- DIRECTIONS:
Answer these questions from the robots.txt passage:
(a) What does a $ wildcard at the end of the extension tell the bots?
(b) Whose robots.txt file has been turned into a hidden recruitment file?
(c) For which bots does the Crawl-delay function work best?

- SOURCE PASSAGE:
-=-=-=-=-
2. Wrong Use of Wildcards May De-Index Your Site
Wildcards, symbols like “*” and “$”, are a valid option to block out batches of URLs that you believe hold no value for the search engines. Most of the big search engine bots observe and obey by the use of it in the robots.txt file. Also it’s a good way to block access to some deep URLs without having to list them all in the robots file.
So in case you wish to block, lets say URLs that have the extension PDF, you could very well write out a line in your robots file with User-agent: googlebot
Disallow: /*.pdf$
The * wildcard represents all available links which end in .pdf, while the $ closes the extension. A $ wildcard at the end of the extension tells the bots that only URLs ending in pdf shouldn’t be crawled while any other URL containing “pdf” should be crawled (for example pdf.txt).
*Note: Like any other URL the robots.txt file is case-sensitive so take this into consideration when writing the file.
Other Use Cases for the Robots.txt
Since it’s first appearance, the robots.txt file has been found to have some other interesting uses by some webmasters. Let’s take a look at other useful ways someone could take advantage of the file.
1. Hire Awesome Geeks
Tripadvisor.com’s robotos.txt file has been turned into a hidden recruitment file. It’s an interesting way to filter out only the “geekiest” from the bunch, and finding exactly the right people for your company. Let’s face it, it is expected nowadays for people who are interested in your company to take extra time in learning about it, but people who even stalk for hidden messages in your robots.txt file are amazing.
2. Stop the Site from Being Hammered by Crawlers
Another use for the robots file is to stop those pesky crawlers from eating up all the bandwidth. The command line Crawl-delay can be useful if your website has lots of pages. For example if your website has about 1000 pages, a web crawler can crawl your whole site in several minutes. Placing the command line Crawl-delay: 30 will tell them to take it a bit easy, use less resources and you’ll have your website crawled in a couple of hours instead of few minutes.
We don’t really recommend this use since the Google doesn’t really take into consideration the crawl-delay command, since the Google Webmaster Tools has an in-built crawler speed tuning function. The uses for the Crawl-delay function work best for other bots like Ask, Yandex and Bing.
-=-=-=-=-
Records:
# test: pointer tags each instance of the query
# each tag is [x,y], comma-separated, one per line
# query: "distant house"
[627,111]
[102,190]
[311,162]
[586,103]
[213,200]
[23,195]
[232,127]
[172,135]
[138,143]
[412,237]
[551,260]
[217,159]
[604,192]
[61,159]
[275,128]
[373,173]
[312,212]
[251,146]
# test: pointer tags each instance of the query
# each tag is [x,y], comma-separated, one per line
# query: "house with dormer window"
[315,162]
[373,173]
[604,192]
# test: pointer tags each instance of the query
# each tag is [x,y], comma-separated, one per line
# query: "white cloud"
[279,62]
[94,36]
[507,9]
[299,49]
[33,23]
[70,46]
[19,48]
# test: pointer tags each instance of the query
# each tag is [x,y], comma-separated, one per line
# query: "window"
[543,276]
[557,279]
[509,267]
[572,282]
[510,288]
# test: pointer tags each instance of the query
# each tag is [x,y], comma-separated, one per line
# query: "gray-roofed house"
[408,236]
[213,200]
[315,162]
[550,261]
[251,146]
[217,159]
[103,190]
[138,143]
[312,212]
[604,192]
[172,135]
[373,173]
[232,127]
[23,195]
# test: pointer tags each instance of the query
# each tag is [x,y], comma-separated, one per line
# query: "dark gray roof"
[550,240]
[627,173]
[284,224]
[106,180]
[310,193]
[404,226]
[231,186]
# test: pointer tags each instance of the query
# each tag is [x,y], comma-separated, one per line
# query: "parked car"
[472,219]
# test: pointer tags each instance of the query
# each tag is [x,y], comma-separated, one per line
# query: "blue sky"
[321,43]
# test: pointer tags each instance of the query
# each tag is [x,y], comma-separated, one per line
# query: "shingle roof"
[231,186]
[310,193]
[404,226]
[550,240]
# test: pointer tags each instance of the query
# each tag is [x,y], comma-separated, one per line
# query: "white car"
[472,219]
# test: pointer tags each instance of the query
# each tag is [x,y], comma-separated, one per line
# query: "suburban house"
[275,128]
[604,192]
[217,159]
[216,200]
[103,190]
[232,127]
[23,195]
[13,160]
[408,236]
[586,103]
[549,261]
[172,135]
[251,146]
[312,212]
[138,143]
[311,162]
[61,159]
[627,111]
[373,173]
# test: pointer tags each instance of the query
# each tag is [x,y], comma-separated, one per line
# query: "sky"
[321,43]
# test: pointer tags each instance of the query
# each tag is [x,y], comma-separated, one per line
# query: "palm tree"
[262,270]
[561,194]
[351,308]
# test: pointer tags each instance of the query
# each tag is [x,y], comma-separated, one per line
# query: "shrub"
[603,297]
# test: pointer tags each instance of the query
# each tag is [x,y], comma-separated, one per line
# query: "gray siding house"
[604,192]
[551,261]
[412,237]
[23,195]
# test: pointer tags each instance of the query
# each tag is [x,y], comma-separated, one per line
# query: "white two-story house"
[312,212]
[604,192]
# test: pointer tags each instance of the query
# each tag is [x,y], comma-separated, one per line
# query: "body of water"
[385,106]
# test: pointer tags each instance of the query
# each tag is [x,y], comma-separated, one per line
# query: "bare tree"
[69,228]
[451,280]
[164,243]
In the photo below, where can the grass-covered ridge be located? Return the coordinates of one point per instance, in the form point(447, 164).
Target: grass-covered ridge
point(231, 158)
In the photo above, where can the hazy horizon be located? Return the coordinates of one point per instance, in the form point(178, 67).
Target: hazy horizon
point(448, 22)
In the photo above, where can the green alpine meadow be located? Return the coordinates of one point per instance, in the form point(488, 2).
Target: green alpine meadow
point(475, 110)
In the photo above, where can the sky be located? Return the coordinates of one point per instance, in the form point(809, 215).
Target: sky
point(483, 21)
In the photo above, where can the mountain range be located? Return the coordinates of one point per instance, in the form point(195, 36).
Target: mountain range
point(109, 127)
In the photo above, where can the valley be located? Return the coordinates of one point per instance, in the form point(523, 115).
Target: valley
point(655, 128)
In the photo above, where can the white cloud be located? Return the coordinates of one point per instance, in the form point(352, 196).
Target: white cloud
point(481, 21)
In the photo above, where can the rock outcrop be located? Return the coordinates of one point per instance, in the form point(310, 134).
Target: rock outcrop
-=-=-=-=-
- RESPONSE TO THE EXERCISE:
(a) Only URLs ending in pdf shouldn't be crawled, while any other URL containing "pdf" should be crawled.
(b) Tripadvisor.com's.
(c) Ask, Yandex and Bing.